[[ Task inputs open ]]

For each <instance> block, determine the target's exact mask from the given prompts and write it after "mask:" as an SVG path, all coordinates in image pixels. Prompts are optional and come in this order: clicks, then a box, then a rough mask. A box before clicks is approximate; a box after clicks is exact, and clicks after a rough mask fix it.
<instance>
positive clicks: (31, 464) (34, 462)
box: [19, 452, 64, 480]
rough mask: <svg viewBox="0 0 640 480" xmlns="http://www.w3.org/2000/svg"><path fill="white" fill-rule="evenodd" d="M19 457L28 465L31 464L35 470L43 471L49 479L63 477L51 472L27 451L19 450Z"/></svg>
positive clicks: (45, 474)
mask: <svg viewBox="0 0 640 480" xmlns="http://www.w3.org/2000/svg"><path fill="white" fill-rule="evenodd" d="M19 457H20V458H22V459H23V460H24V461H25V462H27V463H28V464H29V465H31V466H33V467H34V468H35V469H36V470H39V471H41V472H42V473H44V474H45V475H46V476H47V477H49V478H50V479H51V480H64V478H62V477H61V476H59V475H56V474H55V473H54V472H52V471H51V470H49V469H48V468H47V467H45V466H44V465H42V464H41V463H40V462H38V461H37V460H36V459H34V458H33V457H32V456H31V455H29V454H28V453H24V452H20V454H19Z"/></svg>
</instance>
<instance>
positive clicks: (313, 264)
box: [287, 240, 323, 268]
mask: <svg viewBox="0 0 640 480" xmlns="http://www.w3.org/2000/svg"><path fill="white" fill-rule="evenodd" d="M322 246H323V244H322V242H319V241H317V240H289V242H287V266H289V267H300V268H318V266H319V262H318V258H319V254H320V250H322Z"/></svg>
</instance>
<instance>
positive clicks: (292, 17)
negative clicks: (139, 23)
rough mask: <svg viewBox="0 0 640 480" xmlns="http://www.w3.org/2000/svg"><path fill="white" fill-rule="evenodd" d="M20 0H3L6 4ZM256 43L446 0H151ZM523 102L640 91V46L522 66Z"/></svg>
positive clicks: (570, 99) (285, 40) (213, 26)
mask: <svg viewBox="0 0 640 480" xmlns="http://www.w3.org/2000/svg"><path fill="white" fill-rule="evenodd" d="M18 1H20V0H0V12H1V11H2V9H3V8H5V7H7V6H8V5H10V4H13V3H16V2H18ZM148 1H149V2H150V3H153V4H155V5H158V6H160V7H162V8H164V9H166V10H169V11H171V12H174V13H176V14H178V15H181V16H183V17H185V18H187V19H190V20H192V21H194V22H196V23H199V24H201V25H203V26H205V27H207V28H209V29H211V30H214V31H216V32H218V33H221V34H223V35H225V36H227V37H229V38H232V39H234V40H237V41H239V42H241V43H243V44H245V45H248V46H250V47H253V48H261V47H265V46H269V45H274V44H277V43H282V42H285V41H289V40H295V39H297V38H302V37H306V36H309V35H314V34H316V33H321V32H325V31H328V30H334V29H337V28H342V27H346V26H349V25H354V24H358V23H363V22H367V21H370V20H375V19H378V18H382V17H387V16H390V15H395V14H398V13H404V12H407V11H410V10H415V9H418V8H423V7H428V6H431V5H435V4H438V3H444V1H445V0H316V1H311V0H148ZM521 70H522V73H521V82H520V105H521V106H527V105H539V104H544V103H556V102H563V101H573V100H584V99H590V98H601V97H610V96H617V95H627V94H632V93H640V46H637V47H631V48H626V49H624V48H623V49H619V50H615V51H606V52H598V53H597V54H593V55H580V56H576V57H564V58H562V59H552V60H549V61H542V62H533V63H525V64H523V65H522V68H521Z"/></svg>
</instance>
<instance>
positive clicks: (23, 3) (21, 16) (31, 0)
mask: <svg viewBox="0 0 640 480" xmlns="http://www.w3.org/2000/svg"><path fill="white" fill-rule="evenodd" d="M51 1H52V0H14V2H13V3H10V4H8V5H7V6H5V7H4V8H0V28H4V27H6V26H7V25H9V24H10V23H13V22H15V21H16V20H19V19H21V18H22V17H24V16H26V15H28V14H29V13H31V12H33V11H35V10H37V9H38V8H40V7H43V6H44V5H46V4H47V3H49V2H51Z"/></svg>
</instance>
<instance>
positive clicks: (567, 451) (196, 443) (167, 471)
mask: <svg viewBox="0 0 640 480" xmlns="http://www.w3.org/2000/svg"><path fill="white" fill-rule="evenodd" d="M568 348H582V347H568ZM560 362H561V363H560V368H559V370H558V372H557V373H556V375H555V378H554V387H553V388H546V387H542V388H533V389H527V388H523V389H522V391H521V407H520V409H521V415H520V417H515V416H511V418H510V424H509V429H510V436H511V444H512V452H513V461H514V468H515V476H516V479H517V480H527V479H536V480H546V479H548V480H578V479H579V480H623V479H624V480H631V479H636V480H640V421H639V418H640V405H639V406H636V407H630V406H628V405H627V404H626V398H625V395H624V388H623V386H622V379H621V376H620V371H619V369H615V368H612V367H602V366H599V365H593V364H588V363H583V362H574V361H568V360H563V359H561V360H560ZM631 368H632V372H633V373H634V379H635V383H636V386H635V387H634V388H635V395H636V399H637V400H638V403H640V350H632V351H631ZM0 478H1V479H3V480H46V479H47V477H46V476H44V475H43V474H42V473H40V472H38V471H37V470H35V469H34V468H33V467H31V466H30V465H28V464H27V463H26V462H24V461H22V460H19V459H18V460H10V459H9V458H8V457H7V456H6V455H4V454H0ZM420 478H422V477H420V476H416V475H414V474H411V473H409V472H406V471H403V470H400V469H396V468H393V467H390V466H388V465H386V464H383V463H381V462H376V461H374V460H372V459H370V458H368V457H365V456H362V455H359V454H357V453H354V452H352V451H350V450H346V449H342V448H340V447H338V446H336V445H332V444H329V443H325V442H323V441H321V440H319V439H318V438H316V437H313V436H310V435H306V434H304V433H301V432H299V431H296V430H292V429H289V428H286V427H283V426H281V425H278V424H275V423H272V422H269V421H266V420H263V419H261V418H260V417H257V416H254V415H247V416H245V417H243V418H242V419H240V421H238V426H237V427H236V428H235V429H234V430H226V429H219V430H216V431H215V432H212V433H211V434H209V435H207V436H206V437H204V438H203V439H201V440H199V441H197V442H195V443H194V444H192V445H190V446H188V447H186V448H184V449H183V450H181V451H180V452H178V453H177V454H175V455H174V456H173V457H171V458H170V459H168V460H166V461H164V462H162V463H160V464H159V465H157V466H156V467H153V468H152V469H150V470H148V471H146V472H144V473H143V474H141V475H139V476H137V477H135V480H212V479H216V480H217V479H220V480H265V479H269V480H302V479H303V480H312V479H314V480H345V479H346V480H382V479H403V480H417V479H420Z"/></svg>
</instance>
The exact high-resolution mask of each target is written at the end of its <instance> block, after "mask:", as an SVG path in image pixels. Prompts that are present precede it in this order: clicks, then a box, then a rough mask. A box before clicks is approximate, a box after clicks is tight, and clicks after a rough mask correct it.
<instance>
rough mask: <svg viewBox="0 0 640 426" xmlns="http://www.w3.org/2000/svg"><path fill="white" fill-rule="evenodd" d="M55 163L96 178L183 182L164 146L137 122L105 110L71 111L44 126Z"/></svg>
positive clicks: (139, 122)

[[ Task inputs closed ]]

Problem to work on:
Each record above is to be written out again, without any change.

Result for this exercise:
For each <instance> block, determine the target's exact mask from the given prompts and write it after "mask:" as an SVG path, all coordinates in image pixels. Prompts are optional and come in this order: clicks, then a box, then a rough mask. A box before clicks is approximate; a box after clicks is exact, and clicks after a rough mask fix it.
<instance>
positive clicks: (31, 464) (34, 462)
box: [19, 452, 64, 480]
rough mask: <svg viewBox="0 0 640 480" xmlns="http://www.w3.org/2000/svg"><path fill="white" fill-rule="evenodd" d="M19 457L28 465L31 464L35 470L43 471L49 479L63 477L51 472L27 451L19 450Z"/></svg>
positive clicks: (45, 474)
mask: <svg viewBox="0 0 640 480" xmlns="http://www.w3.org/2000/svg"><path fill="white" fill-rule="evenodd" d="M19 457H20V458H22V459H23V460H24V461H25V462H27V463H28V464H29V465H31V466H33V467H34V468H35V469H36V470H39V471H41V472H42V473H44V474H45V475H46V476H47V477H49V478H50V479H51V480H64V478H62V477H61V476H59V475H56V474H55V473H54V472H52V471H51V470H49V469H48V468H47V467H45V466H44V465H42V464H41V463H40V462H38V461H37V460H36V459H34V458H33V457H32V456H31V455H29V454H28V453H24V452H20V454H19Z"/></svg>
</instance>
<instance>
positive clicks: (313, 264)
box: [287, 240, 323, 268]
mask: <svg viewBox="0 0 640 480" xmlns="http://www.w3.org/2000/svg"><path fill="white" fill-rule="evenodd" d="M322 246H323V244H322V242H319V241H317V240H289V242H287V266H289V267H300V268H318V266H319V262H318V258H319V254H320V250H322Z"/></svg>
</instance>
<instance>
positive clicks: (292, 17)
negative clicks: (139, 23)
rough mask: <svg viewBox="0 0 640 480" xmlns="http://www.w3.org/2000/svg"><path fill="white" fill-rule="evenodd" d="M20 0H3L6 4ZM256 43L446 0H151ZM523 102L640 91V46L522 66Z"/></svg>
positive clicks: (570, 99) (285, 40) (213, 26)
mask: <svg viewBox="0 0 640 480" xmlns="http://www.w3.org/2000/svg"><path fill="white" fill-rule="evenodd" d="M18 1H20V0H0V12H1V11H2V9H3V8H5V7H7V6H8V5H10V4H13V3H16V2H18ZM148 1H149V2H150V3H153V4H155V5H158V6H160V7H162V8H164V9H166V10H169V11H171V12H174V13H176V14H178V15H181V16H183V17H185V18H187V19H190V20H192V21H194V22H196V23H199V24H201V25H203V26H205V27H207V28H209V29H211V30H214V31H216V32H218V33H221V34H223V35H225V36H227V37H229V38H232V39H234V40H237V41H239V42H241V43H243V44H245V45H248V46H250V47H253V48H261V47H265V46H269V45H274V44H277V43H282V42H285V41H289V40H295V39H297V38H302V37H306V36H309V35H314V34H316V33H321V32H325V31H328V30H334V29H337V28H342V27H346V26H349V25H354V24H358V23H363V22H367V21H370V20H375V19H378V18H382V17H387V16H390V15H395V14H398V13H404V12H407V11H410V10H415V9H418V8H423V7H428V6H431V5H435V4H438V3H444V1H445V0H316V1H311V0H148ZM521 70H522V73H521V82H520V105H521V106H527V105H539V104H544V103H556V102H563V101H573V100H584V99H590V98H601V97H610V96H617V95H627V94H632V93H640V46H637V47H631V48H626V49H624V48H623V49H619V50H615V51H606V52H598V53H597V54H593V55H580V56H576V57H564V58H562V59H552V60H549V61H542V62H533V63H525V64H523V65H522V68H521Z"/></svg>
</instance>
<instance>
positive clicks: (23, 3) (21, 16) (31, 0)
mask: <svg viewBox="0 0 640 480" xmlns="http://www.w3.org/2000/svg"><path fill="white" fill-rule="evenodd" d="M51 1H52V0H14V2H13V3H10V4H8V5H7V6H5V7H4V8H0V28H4V27H6V26H7V25H9V24H10V23H13V22H15V21H16V20H19V19H21V18H22V17H24V16H26V15H28V14H29V13H31V12H33V11H35V10H37V9H38V8H40V7H43V6H44V5H46V4H47V3H49V2H51Z"/></svg>
</instance>
<instance>
positive clicks: (567, 451) (196, 443) (167, 471)
mask: <svg viewBox="0 0 640 480" xmlns="http://www.w3.org/2000/svg"><path fill="white" fill-rule="evenodd" d="M568 348H582V347H568ZM560 362H561V363H560V368H559V370H558V372H557V373H556V375H555V378H554V387H553V388H546V387H542V388H533V389H527V388H523V389H522V391H521V407H520V409H521V415H520V417H515V416H511V418H510V424H509V429H510V436H511V444H512V452H513V461H514V468H515V476H516V479H517V480H527V479H536V480H546V479H548V480H578V479H579V480H623V479H624V480H631V479H636V480H640V421H639V418H640V405H639V406H636V407H630V406H628V405H627V404H626V398H625V395H624V388H623V386H622V379H621V376H620V371H619V369H615V368H612V367H602V366H599V365H593V364H588V363H583V362H574V361H568V360H563V359H561V360H560ZM631 368H632V372H633V373H634V379H635V383H636V386H635V387H634V388H635V395H636V399H637V400H638V403H640V350H632V351H631ZM0 478H1V479H3V480H46V479H47V477H46V476H44V475H43V474H42V473H40V472H38V471H37V470H35V469H34V468H33V467H31V466H30V465H28V464H27V463H26V462H24V461H22V460H19V459H18V460H10V459H9V458H8V457H7V456H6V455H4V454H0ZM420 478H422V477H420V476H416V475H414V474H411V473H409V472H406V471H403V470H400V469H396V468H393V467H390V466H388V465H386V464H383V463H381V462H376V461H374V460H372V459H370V458H368V457H365V456H362V455H359V454H357V453H354V452H352V451H350V450H346V449H342V448H340V447H338V446H336V445H332V444H329V443H325V442H323V441H321V440H319V439H318V438H316V437H313V436H310V435H306V434H304V433H301V432H299V431H296V430H292V429H289V428H286V427H283V426H281V425H278V424H275V423H272V422H269V421H266V420H263V419H261V418H260V417H257V416H254V415H247V416H245V417H243V418H242V419H240V421H238V426H237V427H236V428H235V429H234V430H226V429H219V430H216V431H215V432H212V433H211V434H209V435H207V436H206V437H204V438H203V439H201V440H199V441H197V442H195V443H194V444H192V445H190V446H188V447H186V448H184V449H183V450H181V451H180V452H178V453H177V454H175V455H174V456H173V457H171V458H170V459H168V460H166V461H164V462H162V463H160V464H159V465H157V466H156V467H153V468H152V469H150V470H148V471H146V472H144V473H143V474H141V475H139V476H137V477H135V480H212V479H216V480H217V479H220V480H265V479H269V480H302V479H303V480H312V479H314V480H345V479H346V480H382V479H403V480H417V479H420Z"/></svg>
</instance>
The exact high-resolution mask of each target is written at the end of its <instance> block, after "mask:", as an SVG path in image pixels. Prompts that are present precede it in this order: clicks, then a box, then a rough mask. A box before clicks is approximate, a box after clicks is tight, and clicks after a rough mask correct it.
<instance>
rough mask: <svg viewBox="0 0 640 426" xmlns="http://www.w3.org/2000/svg"><path fill="white" fill-rule="evenodd" d="M55 163L96 178L183 182L164 146L137 122L105 110L71 111L44 126Z"/></svg>
positive clicks: (139, 122)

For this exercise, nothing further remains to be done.